== PAGE EXCERPT ==

- - - -

Kailash Patil

Personal information
- Date of birth: 16 September 1987 (age 37)
- Place of birth: Kolhapur, India
- Height: 1.79 m (5 ft 10 in)
- Position(s): Striker

Team information
- Current team: ONGC FC

Senior career*
- Years: Team / Apps / (Gls)
- 2005–2009: Rashtriya Chemicals & Fertilizers
- 2009–2010: Air India FC
- 2010–present: ONGC FC

= Kailash Patil =

Indian footballer (born 1987)

Kailash Patil is Indian professional football player who last played for I-League club ONGC FC.

==Career==
He scored 2 goals for ONGC F.C. against Hindustan Aeronautics Limited S.C. on 9 April 2011. He previously played for Air India FC. He Scored 2 more goals against Mohun Bagan AC on 24 April 2011, to give ONGC win.

- - - -

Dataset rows

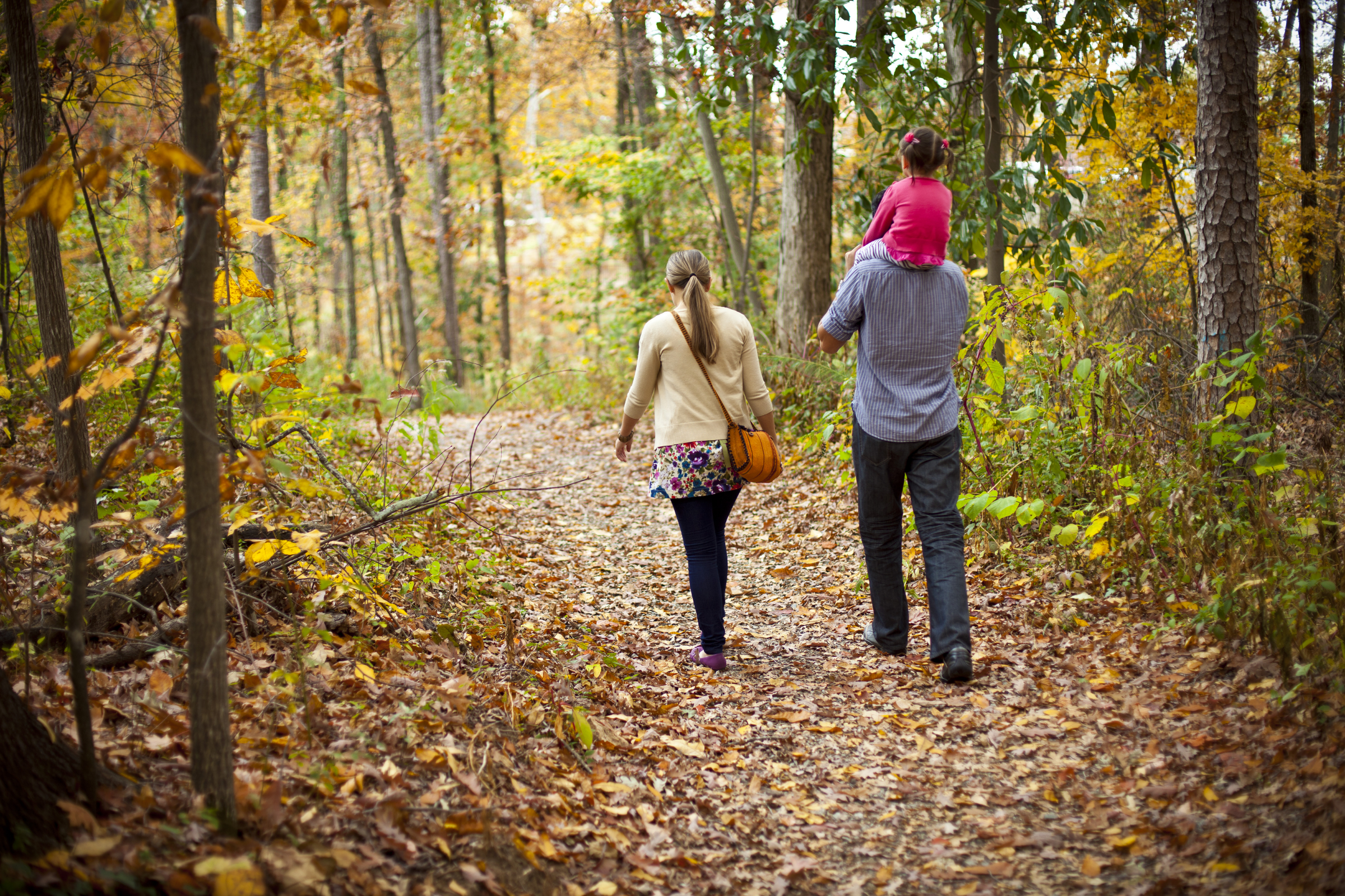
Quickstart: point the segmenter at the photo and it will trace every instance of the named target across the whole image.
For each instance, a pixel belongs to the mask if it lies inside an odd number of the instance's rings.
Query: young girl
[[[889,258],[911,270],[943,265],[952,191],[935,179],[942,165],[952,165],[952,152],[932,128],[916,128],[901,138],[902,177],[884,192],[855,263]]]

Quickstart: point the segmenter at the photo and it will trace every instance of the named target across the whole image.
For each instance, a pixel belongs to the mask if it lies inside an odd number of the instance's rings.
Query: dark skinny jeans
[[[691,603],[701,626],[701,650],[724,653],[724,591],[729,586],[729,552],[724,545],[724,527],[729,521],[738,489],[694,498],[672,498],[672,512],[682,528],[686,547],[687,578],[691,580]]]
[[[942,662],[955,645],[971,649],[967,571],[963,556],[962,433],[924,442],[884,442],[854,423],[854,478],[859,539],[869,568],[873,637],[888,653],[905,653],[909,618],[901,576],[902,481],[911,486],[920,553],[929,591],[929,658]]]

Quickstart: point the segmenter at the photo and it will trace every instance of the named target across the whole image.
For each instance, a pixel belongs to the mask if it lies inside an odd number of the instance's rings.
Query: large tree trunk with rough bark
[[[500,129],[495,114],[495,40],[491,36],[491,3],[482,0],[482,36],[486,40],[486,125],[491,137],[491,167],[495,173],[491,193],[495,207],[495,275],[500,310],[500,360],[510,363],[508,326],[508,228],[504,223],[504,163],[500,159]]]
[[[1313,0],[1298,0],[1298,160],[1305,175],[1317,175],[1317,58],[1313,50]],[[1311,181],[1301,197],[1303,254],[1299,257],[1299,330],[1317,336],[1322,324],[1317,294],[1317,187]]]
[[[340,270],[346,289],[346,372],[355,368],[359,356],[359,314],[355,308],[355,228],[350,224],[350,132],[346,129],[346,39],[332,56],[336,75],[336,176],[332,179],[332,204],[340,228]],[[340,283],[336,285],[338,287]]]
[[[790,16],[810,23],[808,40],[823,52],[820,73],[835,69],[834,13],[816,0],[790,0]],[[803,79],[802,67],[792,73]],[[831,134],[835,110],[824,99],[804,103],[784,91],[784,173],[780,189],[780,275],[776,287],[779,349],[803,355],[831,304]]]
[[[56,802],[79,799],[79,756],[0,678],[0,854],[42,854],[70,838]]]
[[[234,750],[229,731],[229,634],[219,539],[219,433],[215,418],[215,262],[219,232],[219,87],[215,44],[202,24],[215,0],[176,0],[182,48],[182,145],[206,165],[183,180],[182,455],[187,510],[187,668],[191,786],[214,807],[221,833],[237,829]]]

- - - -

== WRITTEN PROBLEM A ==
According to the Kailash Patil article, which club did he play for from 2009 to 2010?
== WRITTEN PROBLEM B ==
Please echo the Kailash Patil article starting with "Indian footballer (born" and going on through "give ONGC win.".
== WRITTEN PROBLEM C ==
Proceed with the Kailash Patil article from the point where it stops.

== EXERCISE RESULT A ==
Air India FC.

== EXERCISE RESULT B ==
Indian footballer (born 1987)

Kailash Patil is Indian professional football player who last played for I-League club ONGC FC.

==Career==
He scored 2 goals for ONGC F.C. against Hindustan Aeronautics Limited S.C. on 9 April 2011. He previously played for Air India FC. He Scored 2 more goals against Mohun Bagan AC on 24 April 2011, to give ONGC win.

== EXERCISE RESULT C ==
He was playing local tournaments, when Rashtriya Chemicals and Fertilizers (RCF) coach Kishor Khedkar spotted him and brought him to Mumbai. He had a successful 2005 season with RCF. He was injured for most of 2006 and returned to RCF at the end of the next year with a slightly better salary. Success in the local Mumbai District Football Association's league got him the best player's award, and earned him Air India FC’s attention. He played for it for the first time in the 2009 season.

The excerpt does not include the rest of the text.